Io avevo messo in conto questa possibilità, non la offro né la facilito.
Il processo sociale non scomparirà se scompare un dirigente. Potrà ritardare, potrà prolungarsi, ma alla fine non potrà fermarsi.
Compagni, rimanete attenti alle informazioni nei vostri posti di lavoro, il compagno Presidente non abbandonerà il suo popolo né il suo posto di lavoro. Rimarrò qui nella Moneda anche a costo della mia propria vita.


9:03 A.M. RADIO MAGALLANES
In questi momenti passano gli aerei. Potrebbero mitragliarci. Ma sappiate che noi siamo qui, almeno con il nostro esempio, che in questo paese ci sono uomini che sanno tener fede ai loro obblighi. Io lo farò su mandato del popolo e su mandato cosciente di un Presidente che ha dignità dell'incarico assegnatogli dal popolo in elezioni libere e democratiche.
In nome dei più sacri interessi del popolo, in nome della Patria, mi appello a voi per dirvi di avere fede. La storia non si ferma né con la repressione né con il crimine. Questa è una tappa che sarà superata. Questo è un momento duro e difficile: è possibile che ci schiaccino. Ma il domani sarà del popolo, sarà dei lavoratori. L'umanità avanza verso la conquista di una vita migliore.

- [Esempi di rilevamento]:
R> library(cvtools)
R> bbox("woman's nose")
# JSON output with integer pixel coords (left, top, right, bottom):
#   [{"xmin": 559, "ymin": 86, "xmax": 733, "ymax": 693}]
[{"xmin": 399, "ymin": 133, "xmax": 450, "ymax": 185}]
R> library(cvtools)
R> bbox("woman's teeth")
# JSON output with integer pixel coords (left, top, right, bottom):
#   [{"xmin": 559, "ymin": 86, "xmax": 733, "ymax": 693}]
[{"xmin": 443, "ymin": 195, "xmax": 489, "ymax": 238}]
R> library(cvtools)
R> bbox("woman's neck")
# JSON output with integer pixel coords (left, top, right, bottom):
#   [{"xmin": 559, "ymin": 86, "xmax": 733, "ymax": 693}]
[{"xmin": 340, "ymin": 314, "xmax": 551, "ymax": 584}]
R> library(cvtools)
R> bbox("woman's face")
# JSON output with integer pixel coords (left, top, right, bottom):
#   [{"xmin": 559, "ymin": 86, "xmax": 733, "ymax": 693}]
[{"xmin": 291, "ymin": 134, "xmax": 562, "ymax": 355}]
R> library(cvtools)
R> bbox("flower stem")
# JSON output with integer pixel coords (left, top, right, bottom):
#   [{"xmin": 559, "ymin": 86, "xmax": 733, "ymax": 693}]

- [ESERCIZIO PROPOSTO 1]: Riassuma il discorso in due frasi.
- [ESERCIZIO PROPOSTO 2]: Ricopi fedelmente dal discorso tutto ciò che va da "Il processo sociale" fino a "libere e democratiche.", estremi compresi.

- [SOLUZIONE SVOLTA 1]: Chi parla dichiara che rimarrà nella Moneda anche a costo della propria vita e che il processo sociale non si fermerà se scompare un dirigente. Mentre passano gli aerei, invita ad avere fede, affermando che la storia non si ferma né con la repressione né con il crimine e che il domani sarà del popolo e dei lavoratori.

- [SOLUZIONE SVOLTA 2]:
Il processo sociale non scomparirà se scompare un dirigente. Potrà ritardare, potrà prolungarsi, ma alla fine non potrà fermarsi.
Compagni, rimanete attenti alle informazioni nei vostri posti di lavoro, il compagno Presidente non abbandonerà il suo popolo né il suo posto di lavoro. Rimarrò qui nella Moneda anche a costo della mia propria vita.


9:03 A.M. RADIO MAGALLANES
In questi momenti passano gli aerei. Potrebbero mitragliarci. Ma sappiate che noi siamo qui, almeno con il nostro esempio, che in questo paese ci sono uomini che sanno tener fede ai loro obblighi. Io lo farò su mandato del popolo e su mandato cosciente di un Presidente che ha dignità dell'incarico assegnatogli dal popolo in elezioni libere e democratiche.